Material for the task –
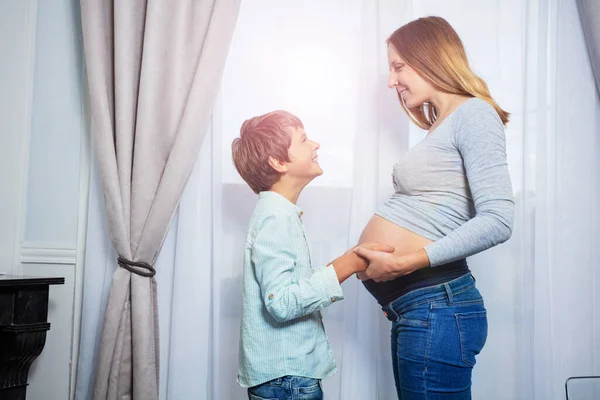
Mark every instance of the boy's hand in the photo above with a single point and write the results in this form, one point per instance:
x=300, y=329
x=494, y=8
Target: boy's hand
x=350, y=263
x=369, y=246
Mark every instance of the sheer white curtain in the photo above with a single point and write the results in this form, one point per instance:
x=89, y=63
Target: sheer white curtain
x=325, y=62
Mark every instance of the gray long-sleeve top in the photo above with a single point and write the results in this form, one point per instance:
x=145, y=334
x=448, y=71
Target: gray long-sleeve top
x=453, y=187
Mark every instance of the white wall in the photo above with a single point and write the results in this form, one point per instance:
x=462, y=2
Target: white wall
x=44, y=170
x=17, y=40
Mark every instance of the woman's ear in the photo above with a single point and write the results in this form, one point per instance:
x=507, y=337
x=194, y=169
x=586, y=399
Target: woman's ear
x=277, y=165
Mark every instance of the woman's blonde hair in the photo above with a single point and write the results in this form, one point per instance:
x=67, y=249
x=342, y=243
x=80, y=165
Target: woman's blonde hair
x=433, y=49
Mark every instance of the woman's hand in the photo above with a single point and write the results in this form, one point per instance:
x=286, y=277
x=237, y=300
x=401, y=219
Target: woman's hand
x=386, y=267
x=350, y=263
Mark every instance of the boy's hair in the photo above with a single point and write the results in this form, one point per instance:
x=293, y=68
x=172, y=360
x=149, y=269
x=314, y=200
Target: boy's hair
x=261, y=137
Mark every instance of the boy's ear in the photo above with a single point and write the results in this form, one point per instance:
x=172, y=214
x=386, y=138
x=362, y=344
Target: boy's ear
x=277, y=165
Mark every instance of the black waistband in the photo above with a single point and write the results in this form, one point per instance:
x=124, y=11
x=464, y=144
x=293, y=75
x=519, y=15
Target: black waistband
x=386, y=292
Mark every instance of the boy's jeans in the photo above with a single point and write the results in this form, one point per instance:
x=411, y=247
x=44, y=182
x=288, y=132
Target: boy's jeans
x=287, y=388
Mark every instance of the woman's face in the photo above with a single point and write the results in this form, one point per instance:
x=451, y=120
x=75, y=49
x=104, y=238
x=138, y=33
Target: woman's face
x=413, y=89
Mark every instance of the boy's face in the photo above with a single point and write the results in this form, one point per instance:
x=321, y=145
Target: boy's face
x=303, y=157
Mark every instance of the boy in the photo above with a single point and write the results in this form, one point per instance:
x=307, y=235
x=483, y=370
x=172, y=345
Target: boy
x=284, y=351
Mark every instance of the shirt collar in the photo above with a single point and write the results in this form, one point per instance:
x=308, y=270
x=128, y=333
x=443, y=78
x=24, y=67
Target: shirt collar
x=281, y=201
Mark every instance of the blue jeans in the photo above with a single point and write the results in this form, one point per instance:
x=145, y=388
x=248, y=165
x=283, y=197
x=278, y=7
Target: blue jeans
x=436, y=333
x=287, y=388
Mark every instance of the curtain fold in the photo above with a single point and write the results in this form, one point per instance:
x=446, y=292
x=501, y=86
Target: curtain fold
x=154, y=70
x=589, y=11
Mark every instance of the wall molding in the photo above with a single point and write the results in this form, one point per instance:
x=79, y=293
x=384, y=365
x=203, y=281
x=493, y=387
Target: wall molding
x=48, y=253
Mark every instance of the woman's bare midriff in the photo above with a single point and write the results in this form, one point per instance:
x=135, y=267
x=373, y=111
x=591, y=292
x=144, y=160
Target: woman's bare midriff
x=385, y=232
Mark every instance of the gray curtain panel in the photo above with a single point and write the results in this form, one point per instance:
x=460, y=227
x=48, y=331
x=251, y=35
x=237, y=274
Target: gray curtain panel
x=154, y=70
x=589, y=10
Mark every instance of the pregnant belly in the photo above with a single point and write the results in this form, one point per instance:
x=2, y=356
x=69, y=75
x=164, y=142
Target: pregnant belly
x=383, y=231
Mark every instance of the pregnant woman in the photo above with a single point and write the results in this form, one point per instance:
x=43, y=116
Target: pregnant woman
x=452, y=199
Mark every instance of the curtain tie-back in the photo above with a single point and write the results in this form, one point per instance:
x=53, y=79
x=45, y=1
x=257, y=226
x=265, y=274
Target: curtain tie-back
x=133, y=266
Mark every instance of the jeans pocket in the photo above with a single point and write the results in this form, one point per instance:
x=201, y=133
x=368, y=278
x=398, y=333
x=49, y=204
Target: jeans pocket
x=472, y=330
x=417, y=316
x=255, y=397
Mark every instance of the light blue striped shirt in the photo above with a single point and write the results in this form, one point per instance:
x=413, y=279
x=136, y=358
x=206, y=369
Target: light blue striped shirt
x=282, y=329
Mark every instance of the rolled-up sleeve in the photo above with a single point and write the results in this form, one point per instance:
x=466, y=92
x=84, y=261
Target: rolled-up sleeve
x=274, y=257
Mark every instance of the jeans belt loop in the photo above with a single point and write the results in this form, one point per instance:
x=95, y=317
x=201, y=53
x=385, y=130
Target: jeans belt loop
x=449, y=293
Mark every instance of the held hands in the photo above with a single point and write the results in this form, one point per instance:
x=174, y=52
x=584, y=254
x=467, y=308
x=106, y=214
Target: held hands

What you need to do – Your copy should match the records above word for word, but without images.

Response to this exercise –
Mark every instance of the boy's hand in the photo above with a single point and write the results in this form, one point per instance:
x=300, y=329
x=494, y=8
Target: boy's hand
x=350, y=263
x=369, y=246
Mark every instance of the sheer white curtain in the photo above with a single point and write the results in this form, one point per instance:
x=89, y=63
Target: sheer white curtain
x=325, y=62
Mark every instance of the gray long-sleeve top in the photo above with a single point and write the results in this form, one point per instance:
x=145, y=334
x=448, y=71
Target: gray long-sleeve top
x=453, y=187
Mark every instance of the white wall in the photo above with a single point and write the results in this form, one point per instance:
x=462, y=2
Target: white wall
x=44, y=170
x=17, y=40
Mark every instance of the woman's ear in the photo above with a single point and write the results in this form, one point per instance:
x=507, y=337
x=194, y=169
x=586, y=399
Target: woman's ear
x=277, y=165
Mark every instance of the woman's blonde hair in the photo above with a single point and write the results in this form, one point per instance:
x=67, y=249
x=342, y=243
x=80, y=165
Target: woman's blonde hair
x=433, y=49
Mark every instance of the woman's hand in the photo above with a single point and write the results in this form, one point per instance:
x=286, y=277
x=237, y=300
x=401, y=219
Target: woman's hand
x=386, y=267
x=350, y=263
Mark every instance of the boy's hair in the photo above with a single point and write the results in this form, one point per instance:
x=293, y=68
x=172, y=360
x=149, y=269
x=314, y=200
Target: boy's hair
x=261, y=137
Mark every instance of the boy's ear in the photo above with a single point and write the results in this form, one point per instance:
x=172, y=214
x=386, y=138
x=362, y=344
Target: boy's ear
x=277, y=165
Mark every instance of the black waistband in the photo above with a single point and write the results in this form, one point per instance:
x=124, y=11
x=464, y=144
x=293, y=75
x=519, y=15
Target: black waistband
x=386, y=292
Mark every instance of the boy's jeans in the photo above with a single point and write the results in this form, one point per instance:
x=411, y=247
x=44, y=182
x=288, y=132
Target: boy's jeans
x=287, y=388
Mark every instance of the woman's face in the photo above with a single point and write the results in this form, one point per instance:
x=451, y=120
x=75, y=49
x=104, y=238
x=138, y=33
Target: woman's face
x=413, y=89
Mark every instance of the boy's face in the photo above with a single point and write the results in this form, one point per instance:
x=321, y=145
Target: boy's face
x=303, y=157
Mark every instance of the boy in the photo above with a single point and write the results in this form, one point per instance:
x=307, y=235
x=483, y=370
x=172, y=345
Target: boy
x=284, y=351
Mark every instance of the shirt collar in the photo above with a single point and write the results in this form, one point per instance:
x=308, y=270
x=128, y=333
x=443, y=78
x=24, y=67
Target: shirt collar
x=281, y=201
Mark every instance of the blue jeans in the photo above with a single point and write the results in this form, one point per instance:
x=145, y=388
x=248, y=165
x=283, y=197
x=278, y=7
Target: blue jeans
x=436, y=333
x=287, y=388
Mark every instance of the curtain fold in the photo above with a single point and write the results in this form, one point per instance:
x=446, y=292
x=501, y=86
Target: curtain fold
x=154, y=70
x=589, y=11
Mark every instance of the wall molding in the photo above with a single point and write the results in this form, one point per instance:
x=79, y=293
x=384, y=365
x=203, y=281
x=493, y=387
Target: wall molding
x=48, y=253
Mark every instance of the woman's bare midriff in the photo above with a single point and write the results in this form, one point per instance:
x=135, y=267
x=373, y=111
x=591, y=292
x=144, y=160
Target: woman's bare midriff
x=385, y=232
Mark every instance of the gray curtain panel in the photo above with a single point and write the results in this form, one point per instance:
x=460, y=227
x=48, y=331
x=251, y=35
x=237, y=274
Target: gray curtain panel
x=154, y=70
x=589, y=10
Mark every instance of the pregnant belly in the photo above with a single point and write the results in this form, one point per instance:
x=2, y=356
x=69, y=75
x=164, y=142
Target: pregnant belly
x=383, y=231
Mark every instance of the pregnant woman in the photo above with a single point and write the results in this form, one point per instance:
x=43, y=116
Target: pregnant woman
x=452, y=199
Mark every instance of the curtain tie-back in the photo above with a single point and write the results in this form, one point per instance:
x=53, y=79
x=45, y=1
x=257, y=226
x=265, y=274
Target: curtain tie-back
x=133, y=266
Mark every instance of the jeans pocket in the photo above with a single point and write the results in this form, one point per instance:
x=201, y=133
x=368, y=278
x=398, y=333
x=49, y=204
Target: jeans pocket
x=472, y=330
x=417, y=316
x=255, y=397
Mark every instance of the light blue striped shirt in the photo above with a single point and write the results in this form, one point per instance:
x=413, y=279
x=136, y=358
x=206, y=369
Target: light blue striped shirt
x=282, y=329
Mark every instance of the rolled-up sleeve in the photo above with a single point and write the results in this form, one point per instance:
x=466, y=92
x=84, y=261
Target: rolled-up sleeve
x=274, y=257
Mark every instance of the jeans belt loop in the photo above with a single point and write the results in this form, one point per instance:
x=95, y=317
x=201, y=53
x=385, y=130
Target: jeans belt loop
x=449, y=293
Mark every instance of the held hands in the photo above with a single point and write the results in this form, one point per instance:
x=174, y=52
x=584, y=254
x=467, y=308
x=106, y=214
Target: held hands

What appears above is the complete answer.